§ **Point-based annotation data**
====
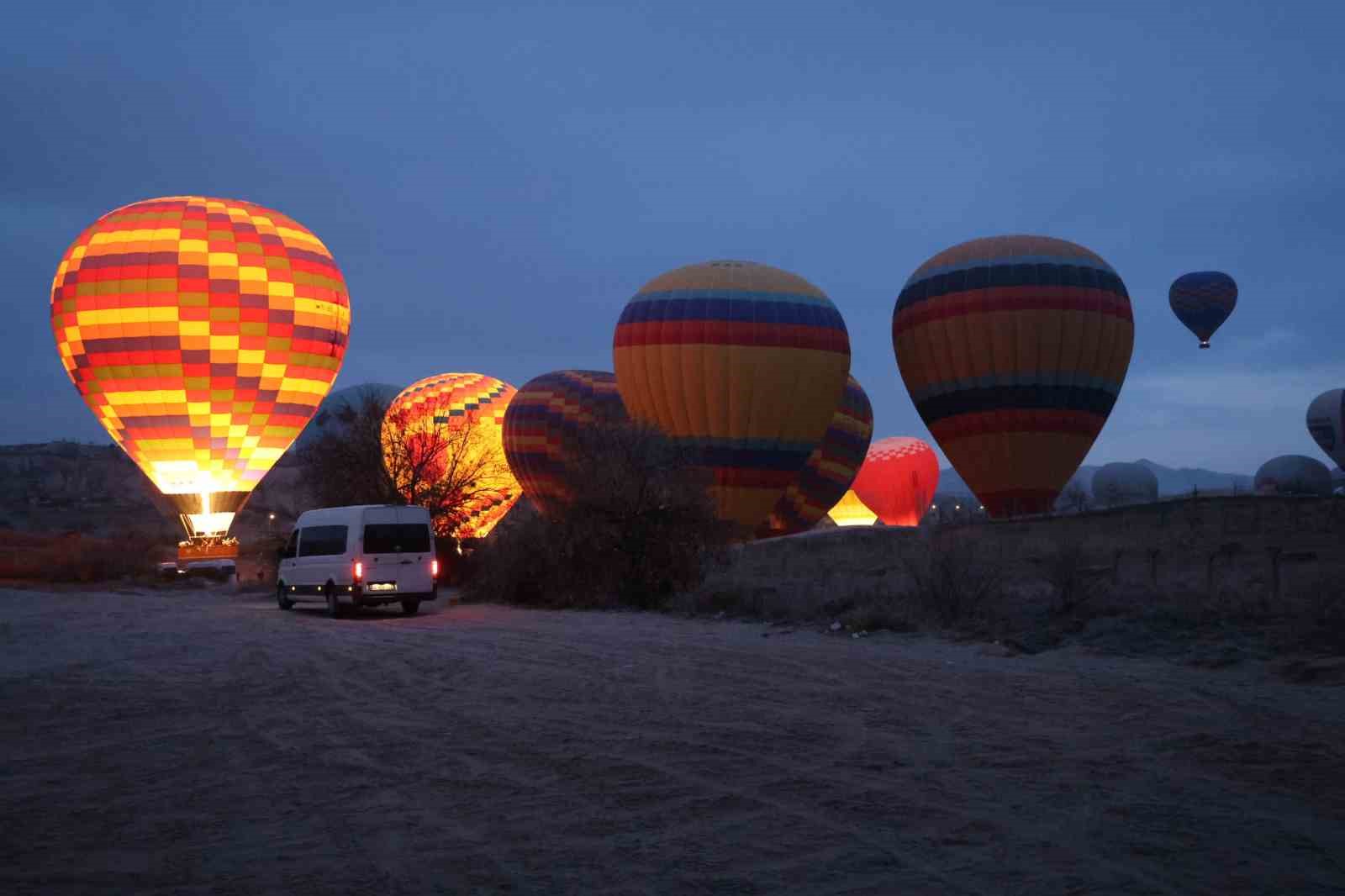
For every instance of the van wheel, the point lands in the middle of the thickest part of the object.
(334, 609)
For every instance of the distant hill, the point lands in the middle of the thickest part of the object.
(1170, 481)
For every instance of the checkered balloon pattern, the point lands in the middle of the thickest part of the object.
(831, 468)
(416, 434)
(202, 334)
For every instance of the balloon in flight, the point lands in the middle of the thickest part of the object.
(1015, 350)
(740, 363)
(1203, 302)
(203, 334)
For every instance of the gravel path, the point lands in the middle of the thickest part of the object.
====
§ **WHAT IS BEING ASKED**
Rewrite the whole listing with "thickest part" replaced by "widest part" everywhere and nothing else changed. Leave the pictures out of your answer.

§ **RESPONSE FOR THIS EXERCISE**
For every instance of the van wheel, the point lands in the middle of the widest part of the object.
(334, 609)
For every instance of the distant hill, the point lands in the middle of the widest part of the object.
(1170, 481)
For every instance of the checkered balloon pattern, the point lands in the middle of the widest part of the object.
(831, 468)
(416, 434)
(202, 334)
For every instance of the balloon in flight, the point lands in the middle of the widest part of the object.
(1015, 350)
(740, 363)
(1203, 302)
(203, 334)
For every instance of the gravel path, the point lands in the middle of the widest part of the object.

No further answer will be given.